▶ [PROBLEM TO WORK ON] Any picture in the data below should be skipped, while every line is repeated exactly.

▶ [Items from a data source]

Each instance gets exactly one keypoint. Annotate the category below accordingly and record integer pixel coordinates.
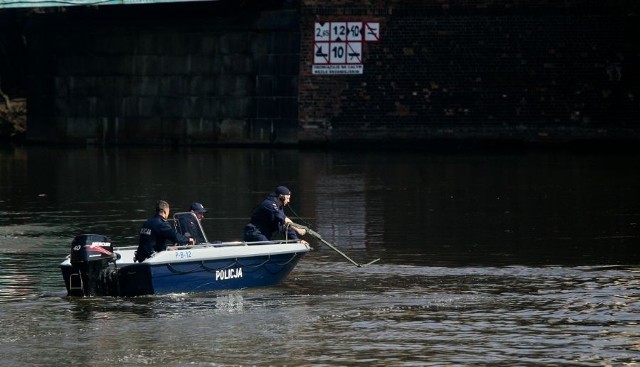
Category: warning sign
(337, 46)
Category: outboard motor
(92, 275)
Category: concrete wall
(208, 72)
(233, 72)
(479, 70)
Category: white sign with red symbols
(337, 46)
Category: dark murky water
(487, 259)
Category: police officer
(191, 226)
(156, 231)
(269, 218)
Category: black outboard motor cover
(91, 273)
(91, 247)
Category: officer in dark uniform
(156, 231)
(269, 218)
(190, 224)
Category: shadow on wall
(13, 118)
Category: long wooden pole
(319, 237)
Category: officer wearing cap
(269, 218)
(156, 231)
(198, 209)
(190, 224)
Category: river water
(487, 258)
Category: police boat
(97, 268)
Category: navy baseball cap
(197, 207)
(281, 190)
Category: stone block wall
(186, 73)
(477, 70)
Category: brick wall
(481, 70)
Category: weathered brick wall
(487, 70)
(186, 73)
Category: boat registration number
(183, 254)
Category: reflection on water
(501, 259)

▶ [ANSWER TO THIS EXERCISE]
Each instance gets exactly one keypoint. Annotate the category below accordingly and record integer pixel coordinates.
Category: warning sign
(337, 46)
Category: outboard motor
(92, 275)
Category: concrete wall
(208, 72)
(233, 72)
(479, 70)
Category: white sign with red symbols
(337, 46)
Category: dark murky water
(487, 259)
Category: police officer
(191, 226)
(156, 231)
(269, 218)
Category: black outboard motor cover
(91, 273)
(91, 247)
Category: officer in dark uniform
(156, 231)
(269, 218)
(190, 224)
Category: shadow on wall
(13, 118)
Category: long wooden pole
(319, 237)
Category: officer wearing cap
(269, 218)
(156, 231)
(198, 209)
(190, 224)
Category: river water
(487, 258)
Category: police boat
(97, 268)
Category: navy baseball cap
(197, 207)
(281, 190)
Category: stone block wall
(186, 73)
(477, 70)
Category: brick wall
(481, 70)
Category: weathered brick wall
(487, 70)
(186, 73)
Category: boat registration number
(183, 254)
Category: reflection on water
(501, 259)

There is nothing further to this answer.